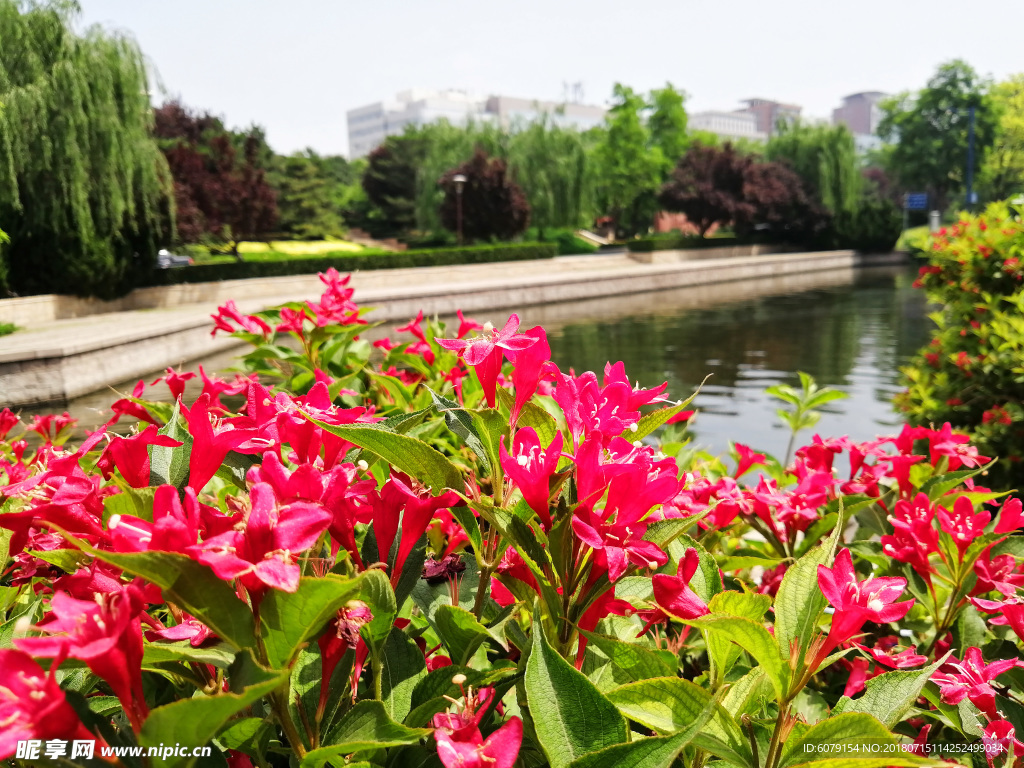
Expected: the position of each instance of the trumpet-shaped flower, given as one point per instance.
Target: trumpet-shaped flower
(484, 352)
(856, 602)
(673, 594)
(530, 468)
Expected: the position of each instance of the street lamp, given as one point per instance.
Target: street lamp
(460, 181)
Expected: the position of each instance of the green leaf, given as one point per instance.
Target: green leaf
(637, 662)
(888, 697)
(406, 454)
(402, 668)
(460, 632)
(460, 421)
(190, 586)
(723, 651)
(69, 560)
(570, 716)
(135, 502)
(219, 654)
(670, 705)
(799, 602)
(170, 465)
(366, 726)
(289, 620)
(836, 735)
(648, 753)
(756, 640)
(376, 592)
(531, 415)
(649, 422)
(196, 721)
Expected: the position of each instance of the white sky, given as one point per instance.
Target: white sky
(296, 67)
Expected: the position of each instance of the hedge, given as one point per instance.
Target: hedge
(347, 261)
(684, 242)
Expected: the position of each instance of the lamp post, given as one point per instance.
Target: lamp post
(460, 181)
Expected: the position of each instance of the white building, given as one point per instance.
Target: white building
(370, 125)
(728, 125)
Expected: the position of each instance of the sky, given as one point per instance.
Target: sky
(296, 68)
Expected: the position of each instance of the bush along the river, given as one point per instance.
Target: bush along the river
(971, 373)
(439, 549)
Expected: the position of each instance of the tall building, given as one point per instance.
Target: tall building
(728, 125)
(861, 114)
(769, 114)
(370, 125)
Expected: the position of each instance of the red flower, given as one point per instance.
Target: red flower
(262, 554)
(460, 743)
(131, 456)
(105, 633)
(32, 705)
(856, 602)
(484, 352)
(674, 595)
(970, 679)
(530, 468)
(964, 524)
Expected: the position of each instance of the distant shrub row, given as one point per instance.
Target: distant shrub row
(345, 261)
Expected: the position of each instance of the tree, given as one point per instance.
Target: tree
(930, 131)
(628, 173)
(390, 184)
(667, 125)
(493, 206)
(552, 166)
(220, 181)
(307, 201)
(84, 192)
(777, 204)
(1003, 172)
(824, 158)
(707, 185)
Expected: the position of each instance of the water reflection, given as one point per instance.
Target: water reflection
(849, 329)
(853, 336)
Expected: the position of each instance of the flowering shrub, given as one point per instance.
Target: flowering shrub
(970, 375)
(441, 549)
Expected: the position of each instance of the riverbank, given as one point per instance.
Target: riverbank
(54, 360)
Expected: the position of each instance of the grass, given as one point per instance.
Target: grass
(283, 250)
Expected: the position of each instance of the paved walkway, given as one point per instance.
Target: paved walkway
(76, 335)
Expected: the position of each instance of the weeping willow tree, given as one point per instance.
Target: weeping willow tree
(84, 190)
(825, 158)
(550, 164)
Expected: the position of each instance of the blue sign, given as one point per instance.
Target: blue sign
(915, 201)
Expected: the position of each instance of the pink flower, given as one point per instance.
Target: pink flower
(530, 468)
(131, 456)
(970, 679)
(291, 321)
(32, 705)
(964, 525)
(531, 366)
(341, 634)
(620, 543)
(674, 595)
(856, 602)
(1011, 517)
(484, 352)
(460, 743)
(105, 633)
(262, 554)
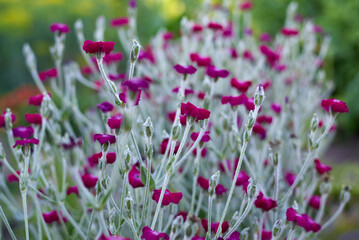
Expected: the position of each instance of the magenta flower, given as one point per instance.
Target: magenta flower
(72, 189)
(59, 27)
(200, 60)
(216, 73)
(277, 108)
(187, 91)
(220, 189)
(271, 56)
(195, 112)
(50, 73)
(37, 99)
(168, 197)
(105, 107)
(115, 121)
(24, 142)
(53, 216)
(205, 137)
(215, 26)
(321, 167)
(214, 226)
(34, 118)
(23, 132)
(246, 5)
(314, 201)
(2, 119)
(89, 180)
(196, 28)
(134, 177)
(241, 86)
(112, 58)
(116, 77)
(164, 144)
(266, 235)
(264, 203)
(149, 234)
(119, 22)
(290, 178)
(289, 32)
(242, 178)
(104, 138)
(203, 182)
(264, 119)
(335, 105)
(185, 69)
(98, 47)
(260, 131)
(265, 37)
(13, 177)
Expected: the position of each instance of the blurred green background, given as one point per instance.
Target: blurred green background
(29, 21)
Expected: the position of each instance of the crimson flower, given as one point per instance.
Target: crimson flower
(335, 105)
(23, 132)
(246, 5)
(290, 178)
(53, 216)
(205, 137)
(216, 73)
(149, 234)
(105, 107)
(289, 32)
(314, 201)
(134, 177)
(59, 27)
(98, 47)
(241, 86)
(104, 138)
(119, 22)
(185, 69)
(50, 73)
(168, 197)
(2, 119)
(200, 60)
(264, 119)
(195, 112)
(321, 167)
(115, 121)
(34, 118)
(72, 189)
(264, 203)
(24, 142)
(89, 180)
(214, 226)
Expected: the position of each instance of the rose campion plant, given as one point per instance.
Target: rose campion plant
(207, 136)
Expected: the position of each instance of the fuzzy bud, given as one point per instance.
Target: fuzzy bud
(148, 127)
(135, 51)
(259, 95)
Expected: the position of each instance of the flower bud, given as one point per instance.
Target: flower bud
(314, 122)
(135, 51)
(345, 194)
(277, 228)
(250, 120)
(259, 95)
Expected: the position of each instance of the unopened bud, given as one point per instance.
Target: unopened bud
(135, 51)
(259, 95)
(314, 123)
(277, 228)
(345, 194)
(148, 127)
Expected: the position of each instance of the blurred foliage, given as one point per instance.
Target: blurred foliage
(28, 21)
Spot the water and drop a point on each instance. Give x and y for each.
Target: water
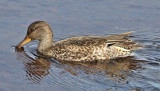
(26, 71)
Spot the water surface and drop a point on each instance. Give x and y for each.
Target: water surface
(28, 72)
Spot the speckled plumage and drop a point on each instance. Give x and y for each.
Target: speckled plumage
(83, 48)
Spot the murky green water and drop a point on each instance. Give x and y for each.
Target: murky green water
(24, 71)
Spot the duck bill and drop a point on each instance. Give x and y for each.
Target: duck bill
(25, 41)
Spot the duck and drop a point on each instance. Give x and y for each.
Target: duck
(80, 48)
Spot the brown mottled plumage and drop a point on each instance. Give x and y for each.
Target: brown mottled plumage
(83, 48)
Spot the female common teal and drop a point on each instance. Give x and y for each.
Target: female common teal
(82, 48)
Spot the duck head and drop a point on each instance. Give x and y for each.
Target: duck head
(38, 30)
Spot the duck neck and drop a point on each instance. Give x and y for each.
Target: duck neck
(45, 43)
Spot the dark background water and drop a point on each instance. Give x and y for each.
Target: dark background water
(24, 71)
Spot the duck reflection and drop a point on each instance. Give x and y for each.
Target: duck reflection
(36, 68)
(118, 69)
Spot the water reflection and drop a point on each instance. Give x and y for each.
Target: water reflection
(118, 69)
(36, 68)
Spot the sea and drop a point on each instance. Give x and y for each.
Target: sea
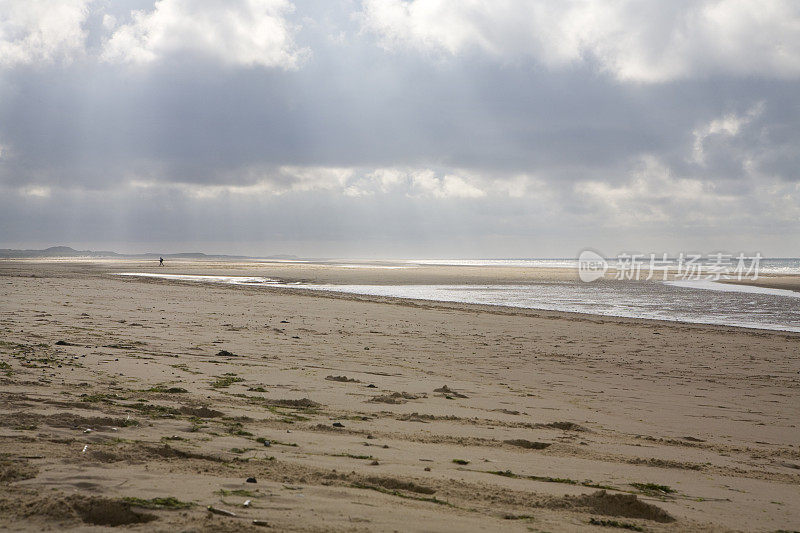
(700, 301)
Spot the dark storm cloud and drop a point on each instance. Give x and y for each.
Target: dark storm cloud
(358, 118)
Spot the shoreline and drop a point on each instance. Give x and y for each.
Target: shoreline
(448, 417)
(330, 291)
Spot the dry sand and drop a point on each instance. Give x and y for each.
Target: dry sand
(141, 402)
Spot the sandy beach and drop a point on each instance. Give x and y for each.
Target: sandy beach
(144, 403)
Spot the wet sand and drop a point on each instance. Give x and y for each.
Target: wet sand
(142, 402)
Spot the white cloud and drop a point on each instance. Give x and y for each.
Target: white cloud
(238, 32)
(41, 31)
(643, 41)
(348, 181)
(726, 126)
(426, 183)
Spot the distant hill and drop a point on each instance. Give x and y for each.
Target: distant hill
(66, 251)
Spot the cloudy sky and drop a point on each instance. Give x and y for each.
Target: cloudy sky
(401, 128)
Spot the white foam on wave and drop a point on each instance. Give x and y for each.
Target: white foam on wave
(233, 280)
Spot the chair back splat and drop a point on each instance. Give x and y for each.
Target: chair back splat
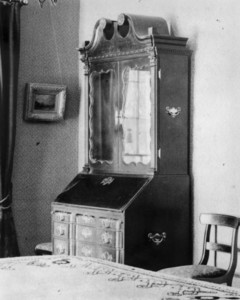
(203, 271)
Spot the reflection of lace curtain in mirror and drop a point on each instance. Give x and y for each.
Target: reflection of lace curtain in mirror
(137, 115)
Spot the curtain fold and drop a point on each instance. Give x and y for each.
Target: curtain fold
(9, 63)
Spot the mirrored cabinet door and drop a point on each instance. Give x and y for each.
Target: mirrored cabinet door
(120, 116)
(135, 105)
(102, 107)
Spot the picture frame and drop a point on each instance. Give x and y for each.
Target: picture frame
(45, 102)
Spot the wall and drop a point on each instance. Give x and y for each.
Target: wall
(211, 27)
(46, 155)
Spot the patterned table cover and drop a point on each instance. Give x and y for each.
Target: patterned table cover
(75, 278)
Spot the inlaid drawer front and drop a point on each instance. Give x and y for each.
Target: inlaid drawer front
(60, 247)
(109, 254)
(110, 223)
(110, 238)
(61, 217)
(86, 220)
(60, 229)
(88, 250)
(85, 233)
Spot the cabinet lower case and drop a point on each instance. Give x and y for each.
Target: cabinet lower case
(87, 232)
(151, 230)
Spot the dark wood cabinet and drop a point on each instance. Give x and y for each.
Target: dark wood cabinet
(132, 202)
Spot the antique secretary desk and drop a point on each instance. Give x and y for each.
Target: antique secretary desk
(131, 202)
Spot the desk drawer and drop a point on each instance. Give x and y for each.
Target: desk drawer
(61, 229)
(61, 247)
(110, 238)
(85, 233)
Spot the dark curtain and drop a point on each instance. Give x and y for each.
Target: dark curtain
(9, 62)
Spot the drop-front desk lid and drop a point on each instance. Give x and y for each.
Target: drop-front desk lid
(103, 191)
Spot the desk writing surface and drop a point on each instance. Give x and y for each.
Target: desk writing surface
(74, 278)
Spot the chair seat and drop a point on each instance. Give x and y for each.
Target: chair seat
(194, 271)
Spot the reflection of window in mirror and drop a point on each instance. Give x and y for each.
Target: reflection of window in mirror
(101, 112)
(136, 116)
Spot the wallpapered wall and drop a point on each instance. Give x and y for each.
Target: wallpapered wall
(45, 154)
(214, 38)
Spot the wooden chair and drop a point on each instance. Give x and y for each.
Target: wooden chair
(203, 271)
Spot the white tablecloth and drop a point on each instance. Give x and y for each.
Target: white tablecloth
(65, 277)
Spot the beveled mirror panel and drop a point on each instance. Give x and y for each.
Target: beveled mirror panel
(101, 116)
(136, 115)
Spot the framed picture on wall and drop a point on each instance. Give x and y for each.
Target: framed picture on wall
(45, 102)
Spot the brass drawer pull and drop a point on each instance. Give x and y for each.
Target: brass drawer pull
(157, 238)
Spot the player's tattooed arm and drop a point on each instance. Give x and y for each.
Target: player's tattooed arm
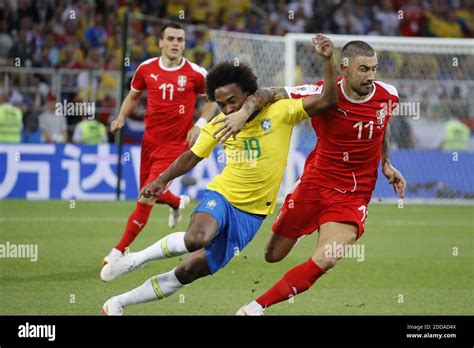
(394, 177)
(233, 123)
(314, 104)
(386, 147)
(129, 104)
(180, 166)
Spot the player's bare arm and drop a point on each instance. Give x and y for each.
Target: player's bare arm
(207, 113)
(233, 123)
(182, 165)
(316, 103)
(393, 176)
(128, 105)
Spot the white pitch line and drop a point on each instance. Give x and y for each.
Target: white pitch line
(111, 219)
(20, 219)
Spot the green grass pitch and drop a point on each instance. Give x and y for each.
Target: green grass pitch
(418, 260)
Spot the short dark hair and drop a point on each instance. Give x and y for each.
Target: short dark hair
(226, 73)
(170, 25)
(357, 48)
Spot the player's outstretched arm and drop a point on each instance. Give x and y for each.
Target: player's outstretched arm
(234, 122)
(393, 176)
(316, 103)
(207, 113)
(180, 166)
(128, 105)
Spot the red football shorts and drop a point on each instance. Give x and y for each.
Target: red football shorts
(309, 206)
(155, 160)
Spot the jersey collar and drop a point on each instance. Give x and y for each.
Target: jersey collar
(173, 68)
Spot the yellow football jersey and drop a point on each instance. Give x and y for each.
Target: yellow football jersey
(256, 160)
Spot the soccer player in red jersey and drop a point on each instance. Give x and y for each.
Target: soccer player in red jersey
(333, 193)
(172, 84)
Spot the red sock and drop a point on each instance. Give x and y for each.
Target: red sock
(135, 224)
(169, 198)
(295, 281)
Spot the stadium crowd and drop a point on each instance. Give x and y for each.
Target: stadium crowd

_ _ _ _ _ _ _

== Prompt ==
Which lines of the data hold the string "stadium"? Return each of them.

== Result ==
Spot the stadium crowd and drop a point on each instance. Give x and y for each.
Target: stadium crowd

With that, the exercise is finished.